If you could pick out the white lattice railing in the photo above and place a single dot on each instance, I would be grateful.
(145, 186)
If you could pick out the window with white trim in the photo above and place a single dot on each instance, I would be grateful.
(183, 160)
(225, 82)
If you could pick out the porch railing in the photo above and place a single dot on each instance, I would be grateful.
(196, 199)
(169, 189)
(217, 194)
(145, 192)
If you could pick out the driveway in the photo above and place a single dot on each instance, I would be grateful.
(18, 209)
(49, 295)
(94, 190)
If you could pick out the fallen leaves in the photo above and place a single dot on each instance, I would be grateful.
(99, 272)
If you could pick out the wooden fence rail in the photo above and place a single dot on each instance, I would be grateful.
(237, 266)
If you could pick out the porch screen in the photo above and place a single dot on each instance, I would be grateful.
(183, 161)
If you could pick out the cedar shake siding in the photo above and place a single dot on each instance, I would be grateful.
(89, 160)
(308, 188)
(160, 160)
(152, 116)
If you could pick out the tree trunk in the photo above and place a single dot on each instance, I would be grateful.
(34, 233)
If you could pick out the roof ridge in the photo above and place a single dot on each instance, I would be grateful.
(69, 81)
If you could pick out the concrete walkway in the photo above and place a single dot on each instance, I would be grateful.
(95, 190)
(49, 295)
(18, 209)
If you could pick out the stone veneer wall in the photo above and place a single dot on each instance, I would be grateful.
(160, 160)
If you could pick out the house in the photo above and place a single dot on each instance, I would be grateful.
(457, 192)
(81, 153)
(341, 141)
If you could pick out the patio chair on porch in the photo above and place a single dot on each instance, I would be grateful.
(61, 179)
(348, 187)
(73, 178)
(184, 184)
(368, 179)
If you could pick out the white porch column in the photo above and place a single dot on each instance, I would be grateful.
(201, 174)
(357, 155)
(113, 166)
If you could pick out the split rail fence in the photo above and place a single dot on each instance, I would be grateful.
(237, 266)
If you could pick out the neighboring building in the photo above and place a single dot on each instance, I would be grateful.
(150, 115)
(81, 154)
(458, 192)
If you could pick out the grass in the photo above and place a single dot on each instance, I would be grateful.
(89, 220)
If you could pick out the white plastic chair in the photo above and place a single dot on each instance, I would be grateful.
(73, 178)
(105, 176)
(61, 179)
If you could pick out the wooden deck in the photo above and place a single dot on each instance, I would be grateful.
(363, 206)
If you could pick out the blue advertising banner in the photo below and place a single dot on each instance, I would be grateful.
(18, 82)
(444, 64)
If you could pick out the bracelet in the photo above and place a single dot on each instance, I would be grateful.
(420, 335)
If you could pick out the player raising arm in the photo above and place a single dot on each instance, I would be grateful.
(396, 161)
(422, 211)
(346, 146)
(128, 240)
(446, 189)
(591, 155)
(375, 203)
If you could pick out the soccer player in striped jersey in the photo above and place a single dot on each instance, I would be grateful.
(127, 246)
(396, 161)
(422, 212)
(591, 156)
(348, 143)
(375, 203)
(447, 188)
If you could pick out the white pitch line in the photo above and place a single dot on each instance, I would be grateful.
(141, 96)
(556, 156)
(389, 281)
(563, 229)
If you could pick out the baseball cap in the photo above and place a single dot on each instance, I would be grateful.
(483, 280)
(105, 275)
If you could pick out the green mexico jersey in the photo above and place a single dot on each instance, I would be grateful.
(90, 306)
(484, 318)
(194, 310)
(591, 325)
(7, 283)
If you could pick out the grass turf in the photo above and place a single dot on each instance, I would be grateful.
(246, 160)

---

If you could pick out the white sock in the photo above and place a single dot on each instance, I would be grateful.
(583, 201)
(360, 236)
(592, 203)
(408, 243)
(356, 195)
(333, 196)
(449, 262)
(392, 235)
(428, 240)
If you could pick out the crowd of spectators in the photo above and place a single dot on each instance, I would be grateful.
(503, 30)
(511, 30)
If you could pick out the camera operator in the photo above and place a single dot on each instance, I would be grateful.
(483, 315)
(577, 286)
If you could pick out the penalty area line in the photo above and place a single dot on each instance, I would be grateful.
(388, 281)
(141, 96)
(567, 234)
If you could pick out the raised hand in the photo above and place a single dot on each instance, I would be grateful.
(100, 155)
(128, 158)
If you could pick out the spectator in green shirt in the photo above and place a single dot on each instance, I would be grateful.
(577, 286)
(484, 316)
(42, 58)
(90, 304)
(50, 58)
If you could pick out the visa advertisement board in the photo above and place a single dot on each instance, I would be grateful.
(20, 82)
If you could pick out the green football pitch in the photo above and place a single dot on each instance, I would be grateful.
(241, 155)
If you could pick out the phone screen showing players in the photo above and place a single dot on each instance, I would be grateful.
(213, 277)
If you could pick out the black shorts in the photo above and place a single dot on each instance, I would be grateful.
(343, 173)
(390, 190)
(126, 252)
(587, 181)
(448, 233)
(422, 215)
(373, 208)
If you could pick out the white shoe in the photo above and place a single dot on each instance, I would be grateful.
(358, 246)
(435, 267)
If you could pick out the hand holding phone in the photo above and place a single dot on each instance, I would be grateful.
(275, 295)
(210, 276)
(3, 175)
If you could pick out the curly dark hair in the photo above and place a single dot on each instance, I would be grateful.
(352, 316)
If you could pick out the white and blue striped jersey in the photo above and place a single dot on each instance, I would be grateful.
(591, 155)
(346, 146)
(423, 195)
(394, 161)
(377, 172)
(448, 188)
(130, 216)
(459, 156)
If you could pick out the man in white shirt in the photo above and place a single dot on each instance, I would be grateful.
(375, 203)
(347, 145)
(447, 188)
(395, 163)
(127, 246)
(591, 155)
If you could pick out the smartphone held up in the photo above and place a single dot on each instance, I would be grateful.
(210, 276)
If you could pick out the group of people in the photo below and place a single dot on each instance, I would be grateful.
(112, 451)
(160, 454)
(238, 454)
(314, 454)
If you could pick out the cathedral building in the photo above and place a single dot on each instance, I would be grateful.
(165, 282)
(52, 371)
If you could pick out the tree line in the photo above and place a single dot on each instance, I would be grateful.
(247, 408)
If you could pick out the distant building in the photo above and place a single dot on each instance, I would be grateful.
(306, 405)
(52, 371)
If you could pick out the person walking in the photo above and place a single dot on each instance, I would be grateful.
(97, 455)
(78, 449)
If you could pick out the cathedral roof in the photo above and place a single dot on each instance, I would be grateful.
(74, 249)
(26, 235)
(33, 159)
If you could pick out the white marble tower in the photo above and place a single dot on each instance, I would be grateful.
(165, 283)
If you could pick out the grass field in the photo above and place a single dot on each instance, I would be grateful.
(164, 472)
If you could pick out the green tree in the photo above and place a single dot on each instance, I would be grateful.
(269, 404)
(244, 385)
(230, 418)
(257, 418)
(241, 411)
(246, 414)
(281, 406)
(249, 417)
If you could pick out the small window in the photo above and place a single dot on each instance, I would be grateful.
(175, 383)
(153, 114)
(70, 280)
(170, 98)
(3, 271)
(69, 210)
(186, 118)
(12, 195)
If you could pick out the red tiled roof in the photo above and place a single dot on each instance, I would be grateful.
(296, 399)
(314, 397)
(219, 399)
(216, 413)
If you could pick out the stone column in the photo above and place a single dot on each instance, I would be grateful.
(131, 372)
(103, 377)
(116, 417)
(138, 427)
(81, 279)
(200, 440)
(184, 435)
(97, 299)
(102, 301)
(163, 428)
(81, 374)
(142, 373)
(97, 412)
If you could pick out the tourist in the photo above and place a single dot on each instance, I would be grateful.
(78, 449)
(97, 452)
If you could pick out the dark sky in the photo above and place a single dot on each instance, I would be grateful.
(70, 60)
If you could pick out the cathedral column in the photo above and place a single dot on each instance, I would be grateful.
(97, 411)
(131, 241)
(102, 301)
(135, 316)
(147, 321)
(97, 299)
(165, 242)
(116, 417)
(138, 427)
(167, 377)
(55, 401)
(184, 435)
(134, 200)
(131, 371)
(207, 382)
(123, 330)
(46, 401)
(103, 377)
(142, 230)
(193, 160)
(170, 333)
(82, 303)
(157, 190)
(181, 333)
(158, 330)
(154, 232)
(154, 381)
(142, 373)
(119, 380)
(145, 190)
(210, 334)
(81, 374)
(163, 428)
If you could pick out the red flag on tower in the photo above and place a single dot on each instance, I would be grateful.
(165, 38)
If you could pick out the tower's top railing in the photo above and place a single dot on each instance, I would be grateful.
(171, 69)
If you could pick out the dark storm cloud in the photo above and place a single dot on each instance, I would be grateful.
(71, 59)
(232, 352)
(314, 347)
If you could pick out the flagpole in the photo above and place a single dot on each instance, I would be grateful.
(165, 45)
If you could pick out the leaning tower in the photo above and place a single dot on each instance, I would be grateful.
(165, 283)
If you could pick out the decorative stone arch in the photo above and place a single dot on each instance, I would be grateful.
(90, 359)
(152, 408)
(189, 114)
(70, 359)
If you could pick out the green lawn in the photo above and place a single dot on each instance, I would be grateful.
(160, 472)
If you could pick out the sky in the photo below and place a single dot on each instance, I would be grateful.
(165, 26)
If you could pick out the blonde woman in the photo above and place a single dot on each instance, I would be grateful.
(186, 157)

▸ **What is needed**
Please pull out each line of the material above that contains the word "tree", and copy those lines unchanged.

▸ **Solution to the problem**
If you could pick out the tree trunk in the photo above and place a single dot on each instance, I would be grateful.
If you could pick out the tree line in the photo above and place a single dot on each instance, I would be grateful.
If you could pick out the green tree in the photo above and place a single dot on each instance, I would be grateful.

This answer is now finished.